### What you need to do
A) In the passage on working with encoded PHP code, what can execute encoded PHP code?
B) Carry the passage on working with encoded PHP code forward from its last line.

4. Working with Encoded PHP Code
Most enterprise PHP source codes are encoded to look like the code below. The source code starts with a loader, followed by the encoded code, which isn’t recoverable.
Encoded PHP code can only be executed with the loader module or, in some special cases like the example with Plesk code below, a custom PHP runtime where the first part of the code starts with the loader, followed by a garbled-looking code, which is actually what gets executed.
<?php
die("The file {$_SERVER['SCRIPT_FILENAME']} is part of Plesk distribution. It cannot be run outside of Plesk environment.\n");
__sw_loader_pragma__('PLESK_18_0_59');
?>
²0 $®äûrs“7Õîõ \òå<µYúzR®µªó˜I…—5ßâÚœÓ!瘛”ÿ·Üxy·ò¯8¢HÆ¡çiX¢NN5zM=ºöÝ..[redacted]..
With the above garbled-looking code, we are left with working only at the bytecode level. After extracting the bytecode and lifting it, we can print out the decompiled code and also access variables, call sites, etc.
"""
get file metadata - name of classes, functions, class properties in a file
"""
file_metadata = api.get_file_metadata_by_filepath(filepath="/09_magic_constant3.php")
"""
get file data - get the functions models of the names listed in the metadata
"""
file_data = api.get_file_data_by_metadata(file_metadata)
"""
print out pseudo-c representation of the lifted bytecode
"""
print(file_data.decompile())
# output
"""
main ( )

### Recorded information

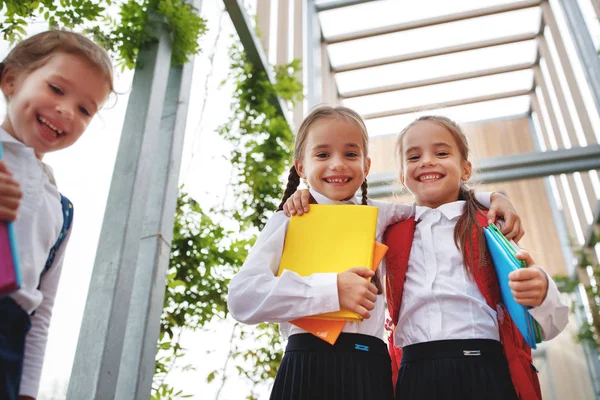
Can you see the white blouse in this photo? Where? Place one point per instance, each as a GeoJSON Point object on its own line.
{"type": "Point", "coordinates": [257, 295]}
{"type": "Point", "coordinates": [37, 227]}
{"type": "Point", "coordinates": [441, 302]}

### In response
A) The loader module or, in some special cases like the Plesk example, a custom PHP runtime.

B)
{
<bb 0> :
T3 = $$fetch_class_constant ( 'Session', 'IS_UNDEFINED' );
@4 = get ( );
@5 = @4->auth ( );
@6 = @5->getUser ( );
@7 = @6->getType ( );
T8 = @7 != T3;
if ( T8 )
goto <bb 1>;
else
goto <bb 2>;
<bb 1> :
@9 = get ( 'webApplication' );
$app = @9;
$app->destroySession ( );
go_to_self ( );
<bb 2> :
$page = '/login_up.php';
@14 = getUrlFromRequest ( 'success_redirect_url', 'false', 'false' );
$successRedirectUrl = @14;
T15 = $successRedirectUrl;
if ( T15 )
goto <bb 3>;
else
goto <bb 4>;
<bb 3> :
@16 = urlencode ( $successRedirectUrl );
T17 = '?success_redirect_url=' + @16;
$page = $page + T17;
<bb 4> :
go_to ( $page );
return 1;
}
"""
5. Conclusion
Even though we are focusing on the capabilities of what is possible, all variables, call sites, control flow graphs (CFG), Dataflow and more can be easily accessed using our Python library. Further details are provided in other sections of the documentation.